* PROBLEM DESCRIPTION *
Please output the full listing, character for character.

┄┄┄┄┄┄

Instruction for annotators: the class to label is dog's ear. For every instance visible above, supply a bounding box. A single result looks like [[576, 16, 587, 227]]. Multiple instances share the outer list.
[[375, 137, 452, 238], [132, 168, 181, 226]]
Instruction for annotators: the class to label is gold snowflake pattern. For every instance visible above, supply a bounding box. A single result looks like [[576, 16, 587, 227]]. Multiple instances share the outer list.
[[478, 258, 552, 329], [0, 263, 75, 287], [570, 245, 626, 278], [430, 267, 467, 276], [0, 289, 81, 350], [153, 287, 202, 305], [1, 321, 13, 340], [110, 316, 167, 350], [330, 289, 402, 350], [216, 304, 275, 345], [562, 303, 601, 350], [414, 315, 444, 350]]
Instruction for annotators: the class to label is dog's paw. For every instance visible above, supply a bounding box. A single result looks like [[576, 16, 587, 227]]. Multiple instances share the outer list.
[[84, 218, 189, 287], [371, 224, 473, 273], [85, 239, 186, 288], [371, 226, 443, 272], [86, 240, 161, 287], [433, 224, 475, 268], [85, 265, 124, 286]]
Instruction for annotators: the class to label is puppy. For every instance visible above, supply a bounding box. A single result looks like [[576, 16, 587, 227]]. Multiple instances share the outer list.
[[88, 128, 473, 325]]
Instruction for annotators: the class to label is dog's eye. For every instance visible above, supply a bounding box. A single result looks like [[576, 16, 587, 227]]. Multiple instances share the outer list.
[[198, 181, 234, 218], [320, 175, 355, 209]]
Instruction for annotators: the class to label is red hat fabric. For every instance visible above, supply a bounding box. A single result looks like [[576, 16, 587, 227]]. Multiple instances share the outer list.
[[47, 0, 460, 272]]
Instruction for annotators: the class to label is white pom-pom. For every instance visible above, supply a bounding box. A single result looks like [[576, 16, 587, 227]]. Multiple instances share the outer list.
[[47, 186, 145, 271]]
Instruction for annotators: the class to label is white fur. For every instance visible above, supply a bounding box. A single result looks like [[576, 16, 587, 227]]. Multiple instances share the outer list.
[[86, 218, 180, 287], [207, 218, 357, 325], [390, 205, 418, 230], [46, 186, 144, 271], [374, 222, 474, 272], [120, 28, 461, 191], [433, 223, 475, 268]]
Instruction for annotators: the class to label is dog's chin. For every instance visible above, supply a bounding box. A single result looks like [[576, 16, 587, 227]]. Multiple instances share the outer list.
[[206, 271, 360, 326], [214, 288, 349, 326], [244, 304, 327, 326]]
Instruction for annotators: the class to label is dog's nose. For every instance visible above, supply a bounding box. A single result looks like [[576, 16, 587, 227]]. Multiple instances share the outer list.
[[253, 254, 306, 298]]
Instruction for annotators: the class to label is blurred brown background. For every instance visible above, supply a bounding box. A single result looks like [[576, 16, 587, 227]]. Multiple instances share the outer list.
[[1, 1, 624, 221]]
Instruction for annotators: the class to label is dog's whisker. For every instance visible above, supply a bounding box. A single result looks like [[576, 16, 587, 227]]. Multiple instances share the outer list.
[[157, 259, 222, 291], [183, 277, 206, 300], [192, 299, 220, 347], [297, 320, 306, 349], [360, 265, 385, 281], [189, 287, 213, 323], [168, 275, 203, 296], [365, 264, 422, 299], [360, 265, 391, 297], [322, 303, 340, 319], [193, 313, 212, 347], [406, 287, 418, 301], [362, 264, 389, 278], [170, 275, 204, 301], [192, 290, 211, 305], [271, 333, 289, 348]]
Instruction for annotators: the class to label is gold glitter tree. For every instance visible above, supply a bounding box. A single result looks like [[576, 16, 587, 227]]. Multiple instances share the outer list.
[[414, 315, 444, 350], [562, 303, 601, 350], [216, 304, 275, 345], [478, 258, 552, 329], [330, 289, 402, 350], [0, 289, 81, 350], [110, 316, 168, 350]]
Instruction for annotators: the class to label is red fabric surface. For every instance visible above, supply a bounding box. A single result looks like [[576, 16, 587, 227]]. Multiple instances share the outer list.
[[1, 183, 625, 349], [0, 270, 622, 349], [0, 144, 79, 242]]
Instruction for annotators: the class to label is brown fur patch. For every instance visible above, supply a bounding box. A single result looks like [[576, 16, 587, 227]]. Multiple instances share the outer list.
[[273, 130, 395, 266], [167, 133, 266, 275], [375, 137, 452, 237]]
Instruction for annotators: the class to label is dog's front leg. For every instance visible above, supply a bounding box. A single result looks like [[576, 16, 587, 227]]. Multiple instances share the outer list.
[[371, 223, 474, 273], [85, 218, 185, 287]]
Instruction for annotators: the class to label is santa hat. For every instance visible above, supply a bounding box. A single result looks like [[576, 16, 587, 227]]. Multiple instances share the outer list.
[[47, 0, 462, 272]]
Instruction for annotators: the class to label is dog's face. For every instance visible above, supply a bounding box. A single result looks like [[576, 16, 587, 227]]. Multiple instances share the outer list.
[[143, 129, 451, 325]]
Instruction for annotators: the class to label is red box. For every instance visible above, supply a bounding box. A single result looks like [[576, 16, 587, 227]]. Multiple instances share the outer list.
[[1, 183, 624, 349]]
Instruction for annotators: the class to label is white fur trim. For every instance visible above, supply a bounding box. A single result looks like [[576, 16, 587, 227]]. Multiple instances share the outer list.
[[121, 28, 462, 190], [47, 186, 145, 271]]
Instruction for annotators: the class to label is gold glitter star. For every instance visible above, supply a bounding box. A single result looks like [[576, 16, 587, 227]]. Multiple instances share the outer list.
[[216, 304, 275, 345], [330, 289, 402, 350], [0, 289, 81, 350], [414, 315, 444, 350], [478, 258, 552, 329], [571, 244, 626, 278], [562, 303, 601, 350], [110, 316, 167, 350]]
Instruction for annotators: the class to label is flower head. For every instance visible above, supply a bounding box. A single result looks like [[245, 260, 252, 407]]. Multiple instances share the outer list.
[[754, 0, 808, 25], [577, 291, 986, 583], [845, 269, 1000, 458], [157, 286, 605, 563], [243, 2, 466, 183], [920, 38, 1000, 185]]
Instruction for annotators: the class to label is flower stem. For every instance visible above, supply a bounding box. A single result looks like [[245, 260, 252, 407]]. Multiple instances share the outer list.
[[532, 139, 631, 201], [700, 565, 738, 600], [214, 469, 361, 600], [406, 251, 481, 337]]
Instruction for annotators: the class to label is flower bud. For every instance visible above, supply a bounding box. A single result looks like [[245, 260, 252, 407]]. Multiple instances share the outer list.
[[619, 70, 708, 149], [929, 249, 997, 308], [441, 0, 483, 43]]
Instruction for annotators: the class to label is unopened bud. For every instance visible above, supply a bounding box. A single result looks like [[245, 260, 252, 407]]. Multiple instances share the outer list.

┄┄┄┄┄┄

* FINISHED TASK *
Instruction for annotators: the class to label is dog's ear. For every instance visible above, supply a bounding box. A single result looks like [[576, 16, 587, 227]]. Multiple instances share the outer list.
[[375, 137, 452, 238], [132, 168, 181, 226]]
Instruction for annotators: the class to label is gold snowflake pattern. For every instance visible above, supply a bounding box. A single result looks like [[576, 16, 587, 227]]. Multiple instances share the outer list.
[[478, 258, 552, 329], [0, 263, 75, 287], [570, 245, 626, 278], [430, 267, 467, 276], [0, 289, 81, 350], [153, 287, 202, 305], [1, 321, 13, 340], [110, 316, 167, 350], [330, 289, 402, 350], [216, 304, 275, 345], [562, 303, 601, 350], [414, 315, 444, 350]]
Instruction for annotators: the class to label is dog's paw. For every instance visible above, supply a bounding box. A single result looks like [[576, 16, 587, 227]]. Multiple instances share the outer list.
[[84, 218, 189, 287], [371, 224, 473, 273], [85, 239, 186, 288], [371, 226, 443, 272], [86, 240, 161, 287], [433, 224, 475, 268], [85, 265, 124, 286]]
Instruction for annotators: the class to label is puppy. For every instance visible above, supply a bounding box. A single result looks like [[576, 16, 587, 227]]. Multiple instances share the outer list.
[[88, 128, 473, 325]]
Instruction for annotators: the class to label is dog's eye. For every instance visible above, supply a bounding box. A single result looks like [[576, 16, 587, 227]]. Multiple instances share the outer list.
[[198, 181, 234, 218], [320, 175, 355, 209]]
Instruction for annotators: the class to label is red hat fabric. For every instance visible above, supply a bounding box. A single result looks like [[576, 16, 587, 227]]. Multiple instances share the outer list.
[[47, 0, 460, 272]]
Instruction for annotators: the class to label is white pom-pom. For every instance visible above, supply a bounding box. A single result looks like [[576, 16, 587, 227]]. Multiple instances share the outer list.
[[47, 186, 145, 271]]
Instruction for annotators: the class to label is white fur. For every instance visible above, supply a bounding box. A single result looks like [[576, 16, 587, 227]]. Multiple instances share the outer list.
[[86, 218, 180, 287], [207, 218, 357, 325], [390, 205, 418, 230], [46, 186, 144, 271], [374, 222, 474, 272], [120, 28, 461, 191], [433, 223, 475, 268]]
Instruction for annotators: the class to label is dog's chin. For every instance visible above, supply a bounding box. A single result looks like [[576, 16, 587, 227]]. Multiple instances share the outer list.
[[206, 271, 360, 326], [214, 288, 349, 326], [244, 304, 327, 326]]
Instruction for annotators: the class to label is dog's nose. For every instance visible above, supply a bounding box. A single result looks like [[576, 16, 587, 227]]. Multiple instances share the outer list.
[[253, 254, 306, 298]]
Instruction for annotators: the class to label is blurred brown background. For every instance visible above, supply a bounding box. A single result looks like [[576, 16, 587, 227]]. Multiple instances share the outer list.
[[1, 1, 624, 221]]
Instruction for annotators: the class to label is dog's whisker. For every instance visible above, supply a bounding box. A single result looks like [[576, 16, 587, 227]]. Multiple instances share the outer list.
[[157, 259, 222, 291], [183, 277, 206, 300], [192, 299, 220, 347], [297, 320, 306, 349], [360, 265, 385, 281], [189, 287, 213, 323], [168, 275, 203, 296], [365, 264, 422, 299], [360, 265, 391, 297], [322, 303, 340, 319], [193, 313, 212, 347], [406, 287, 418, 301], [362, 264, 389, 278], [170, 275, 204, 301], [192, 290, 211, 305], [271, 333, 289, 348]]
Instruction for annotators: the class to label is gold glitter tree. For every instance visible above, supply a bounding box. A single result looks like [[576, 16, 587, 227]]. Multiple instances share the outer list.
[[414, 315, 444, 350], [562, 303, 601, 350], [216, 304, 275, 345], [478, 258, 552, 329], [330, 289, 402, 350], [0, 289, 81, 350], [110, 316, 168, 350]]
Instruction for annotators: the class to label is red fabric surface. For every instance visible above, supply a bounding box. A single result looks like [[576, 16, 587, 227]]. Multiple instances share the outer list.
[[1, 183, 625, 349], [0, 270, 622, 349], [0, 144, 79, 242]]
Instruction for annotators: the class to label is brown fur patch. For every instance visible above, supply a bounding box. A single result looks like [[576, 16, 587, 227]]. Multiple instances share the outer list.
[[273, 130, 395, 266], [167, 133, 266, 275], [375, 137, 452, 237]]
Instruction for annotators: the class to label is dog's front leg. For every instance visible above, supply a bounding box. A single result looks like [[576, 16, 587, 227]]. Multiple instances share the outer list.
[[371, 223, 474, 273], [85, 218, 185, 287]]
Instruction for annotators: the class to label is santa hat. For every instance visible above, supply a bounding box. A single result looks like [[576, 16, 587, 227]]. Multiple instances share the outer list.
[[47, 0, 462, 272]]
Instruction for annotators: the class to label is dog's face. For every instance visible above, supply a bounding box. A single result looks like [[576, 16, 587, 227]]. Multiple instances share the outer list.
[[143, 129, 451, 325]]
Instruction for annotators: the class to label is red box. For every instance visible above, supply a bounding box. A single result looks like [[576, 16, 587, 227]]. Multiple instances share the outer list.
[[1, 183, 624, 349]]
Instruction for annotators: the class to label is white fur trim. For every instance visible above, supply a bounding box. A single result looks like [[576, 16, 587, 227]]. Multiple instances share the outer list.
[[121, 28, 462, 190], [47, 186, 145, 271]]
Instruction for annotators: the class to label is gold glitter star. For every instance visible above, supply a bounding box. A single result looks like [[576, 16, 587, 227]]. Multiple instances share the outer list.
[[216, 304, 275, 345], [330, 289, 402, 350], [0, 289, 81, 350], [414, 315, 444, 350], [478, 258, 552, 329], [571, 244, 626, 278], [562, 303, 601, 350], [110, 316, 167, 350]]
Instruction for annotators: the class to label is flower head. For every instance visible above, supply a bounding box. A single result looks like [[245, 260, 252, 407]]. Multiple instances share the outer list.
[[754, 0, 808, 25], [577, 291, 986, 583], [845, 269, 1000, 458], [157, 286, 605, 563], [243, 2, 466, 183], [920, 38, 1000, 185]]
Instruction for annotators: the class to label is flower stem. For every instance visible above, supply a bounding box. A single result looks like [[245, 260, 252, 407]]. Multiple instances share the outer list.
[[532, 139, 631, 201], [700, 565, 738, 600], [214, 469, 361, 600], [406, 251, 481, 337]]
Instruction for annotators: the class to label is flower bud. For every instance visible above, supply a bounding box. A single result looks like [[245, 260, 252, 407]]. Multiple instances share the outer list.
[[619, 70, 708, 149], [929, 249, 997, 308], [441, 0, 483, 43]]
Instruction for annotators: the class to label is unopened bud. For every instance visible above, supply a bounding box. A single result looks like [[245, 260, 252, 407]]. Multiple instances share the outer list.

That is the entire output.